→ **SUPPLIED RECORDS**:
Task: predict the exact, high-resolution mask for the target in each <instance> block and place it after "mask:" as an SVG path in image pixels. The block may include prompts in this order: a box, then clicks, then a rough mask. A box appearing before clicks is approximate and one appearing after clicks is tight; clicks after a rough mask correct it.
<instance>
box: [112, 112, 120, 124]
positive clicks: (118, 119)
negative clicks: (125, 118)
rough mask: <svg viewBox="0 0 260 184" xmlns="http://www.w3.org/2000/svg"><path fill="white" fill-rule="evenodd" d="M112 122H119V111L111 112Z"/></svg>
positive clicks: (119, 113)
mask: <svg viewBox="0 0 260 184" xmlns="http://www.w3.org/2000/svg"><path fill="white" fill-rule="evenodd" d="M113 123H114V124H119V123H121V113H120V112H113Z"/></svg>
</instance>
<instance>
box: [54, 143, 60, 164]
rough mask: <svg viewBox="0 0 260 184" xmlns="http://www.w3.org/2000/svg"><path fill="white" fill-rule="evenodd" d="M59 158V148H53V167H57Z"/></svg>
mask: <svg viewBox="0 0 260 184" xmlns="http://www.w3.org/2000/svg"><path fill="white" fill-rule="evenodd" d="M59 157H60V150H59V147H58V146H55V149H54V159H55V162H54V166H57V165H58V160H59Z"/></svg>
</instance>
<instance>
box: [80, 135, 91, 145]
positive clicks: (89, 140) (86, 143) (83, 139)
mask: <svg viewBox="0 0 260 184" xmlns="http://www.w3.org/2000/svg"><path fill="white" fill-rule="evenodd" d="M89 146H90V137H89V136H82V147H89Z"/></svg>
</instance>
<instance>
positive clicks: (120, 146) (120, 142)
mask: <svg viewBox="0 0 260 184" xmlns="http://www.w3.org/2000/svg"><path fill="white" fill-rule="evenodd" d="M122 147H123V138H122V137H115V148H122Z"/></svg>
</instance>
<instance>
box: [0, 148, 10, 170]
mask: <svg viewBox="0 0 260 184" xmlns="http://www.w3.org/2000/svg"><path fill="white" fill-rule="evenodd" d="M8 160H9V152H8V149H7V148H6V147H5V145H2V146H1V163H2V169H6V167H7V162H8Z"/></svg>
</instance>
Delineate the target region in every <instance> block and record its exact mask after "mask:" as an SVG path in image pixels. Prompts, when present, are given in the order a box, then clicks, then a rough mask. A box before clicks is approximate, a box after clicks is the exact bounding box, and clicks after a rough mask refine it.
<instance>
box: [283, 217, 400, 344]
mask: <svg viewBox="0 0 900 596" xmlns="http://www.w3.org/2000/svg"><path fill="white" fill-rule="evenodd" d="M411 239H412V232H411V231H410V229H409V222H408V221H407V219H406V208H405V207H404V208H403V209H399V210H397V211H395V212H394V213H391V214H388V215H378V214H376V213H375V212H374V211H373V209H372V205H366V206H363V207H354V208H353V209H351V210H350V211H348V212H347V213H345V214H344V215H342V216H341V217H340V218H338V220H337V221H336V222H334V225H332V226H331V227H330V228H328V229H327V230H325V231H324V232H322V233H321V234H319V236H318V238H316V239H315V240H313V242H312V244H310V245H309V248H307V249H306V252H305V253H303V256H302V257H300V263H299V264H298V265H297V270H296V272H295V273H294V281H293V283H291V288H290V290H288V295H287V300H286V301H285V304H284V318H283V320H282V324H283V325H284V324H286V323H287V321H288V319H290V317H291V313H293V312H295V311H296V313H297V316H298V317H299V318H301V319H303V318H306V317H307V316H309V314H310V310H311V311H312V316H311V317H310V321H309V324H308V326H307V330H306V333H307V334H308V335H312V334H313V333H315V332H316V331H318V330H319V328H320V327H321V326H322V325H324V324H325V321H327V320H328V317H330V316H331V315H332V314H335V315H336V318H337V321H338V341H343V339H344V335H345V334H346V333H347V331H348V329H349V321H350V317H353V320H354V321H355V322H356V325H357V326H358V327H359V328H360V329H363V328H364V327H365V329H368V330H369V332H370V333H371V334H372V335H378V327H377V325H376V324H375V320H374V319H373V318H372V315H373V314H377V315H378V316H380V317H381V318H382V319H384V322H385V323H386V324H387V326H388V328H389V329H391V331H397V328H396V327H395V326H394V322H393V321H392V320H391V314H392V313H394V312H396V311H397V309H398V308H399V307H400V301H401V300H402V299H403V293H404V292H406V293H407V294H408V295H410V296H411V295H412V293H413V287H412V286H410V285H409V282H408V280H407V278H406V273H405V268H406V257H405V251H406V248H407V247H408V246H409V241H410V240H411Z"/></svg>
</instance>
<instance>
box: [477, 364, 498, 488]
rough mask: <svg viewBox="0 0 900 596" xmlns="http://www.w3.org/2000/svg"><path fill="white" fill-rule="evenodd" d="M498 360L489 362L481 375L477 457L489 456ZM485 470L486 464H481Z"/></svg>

→ **PROBLEM REQUIREMENTS**:
Find the word "approximate" in the entries above. Copy every line that has it.

→ **SOLUTION**:
Task: predict the exact, high-resolution mask for the target in each <instance> block and place it after "mask:" as an SVG path in image pixels. The block may include prompts in this order: a box, then clicks, then a rough mask. A box appearing before clicks is approximate and one appearing after clicks is tight; clicks after a rough mask correct it.
Delineate the target region in every <instance> block and record its exact mask after "mask:" as an SVG path in image pixels. Prompts, when present, are given in the order a box, then clicks, then a rough mask. A box before clicks is approximate, a box after clicks is the exact bounding box, and clicks after a rough mask refine it.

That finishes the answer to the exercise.